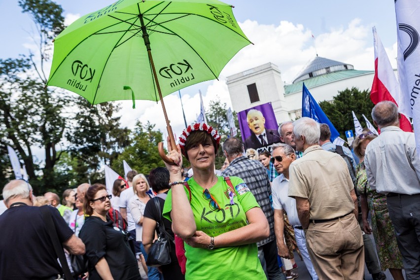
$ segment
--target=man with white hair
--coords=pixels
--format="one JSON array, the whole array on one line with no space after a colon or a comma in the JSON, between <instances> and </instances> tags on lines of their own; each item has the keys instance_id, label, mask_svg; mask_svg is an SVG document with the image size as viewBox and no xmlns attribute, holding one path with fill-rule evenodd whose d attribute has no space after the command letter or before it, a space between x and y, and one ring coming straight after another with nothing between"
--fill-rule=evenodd
<instances>
[{"instance_id":1,"label":"man with white hair","mask_svg":"<svg viewBox=\"0 0 420 280\"><path fill-rule=\"evenodd\" d=\"M363 240L347 165L319 146L319 124L303 117L293 125L296 149L303 156L290 164L288 196L296 199L316 274L321 279L362 279Z\"/></svg>"},{"instance_id":2,"label":"man with white hair","mask_svg":"<svg viewBox=\"0 0 420 280\"><path fill-rule=\"evenodd\" d=\"M386 195L407 279L420 279L420 159L414 134L399 128L401 116L390 101L378 103L372 117L381 134L365 152L369 187Z\"/></svg>"},{"instance_id":3,"label":"man with white hair","mask_svg":"<svg viewBox=\"0 0 420 280\"><path fill-rule=\"evenodd\" d=\"M43 218L46 208L60 242L71 253L82 255L85 245L74 235L58 210L32 206L32 188L13 180L3 189L8 209L0 215L0 279L57 279L63 276L58 256ZM58 277L57 277L58 276Z\"/></svg>"}]
</instances>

########

> _JOB_
Could you convert the data above into a two-column CSV with the headers command and result, one row per block, with the full command text and its answer each in a single quoted field and line breaks replaced by spaces? Leave the picture out.

> _THE ANSWER_
command,result
"$ segment --target=man with white hair --coords=pixels --format=""one JSON array, the whole array on one line with no space after a colon or a comma in the JSON, between <instances> and </instances> tags on lines of their own; each item has the keys instance_id, label, mask_svg; mask_svg is an SVG document with the image size as viewBox and no xmlns attribute, holding one path with fill-rule evenodd whose d attribute has no space after the command letter or before it, a space between x and y, and one ring coming straight after another with nothing between"" --fill-rule=evenodd","<instances> [{""instance_id"":1,""label"":""man with white hair"",""mask_svg"":""<svg viewBox=\""0 0 420 280\""><path fill-rule=\""evenodd\"" d=\""M363 240L347 165L319 146L319 124L303 117L293 125L296 149L303 156L290 164L288 196L296 199L316 274L321 279L362 279Z\""/></svg>""},{""instance_id"":2,""label"":""man with white hair"",""mask_svg"":""<svg viewBox=\""0 0 420 280\""><path fill-rule=\""evenodd\"" d=\""M386 195L407 279L420 279L420 159L414 134L399 128L401 116L390 101L378 103L372 117L381 134L365 152L369 187Z\""/></svg>""},{""instance_id"":3,""label"":""man with white hair"",""mask_svg"":""<svg viewBox=\""0 0 420 280\""><path fill-rule=\""evenodd\"" d=\""M43 218L46 208L60 242L71 253L82 255L85 245L74 235L58 210L32 206L32 188L13 180L3 189L8 209L0 215L0 279L57 279L63 276L58 256ZM58 277L57 277L58 276Z\""/></svg>""}] </instances>"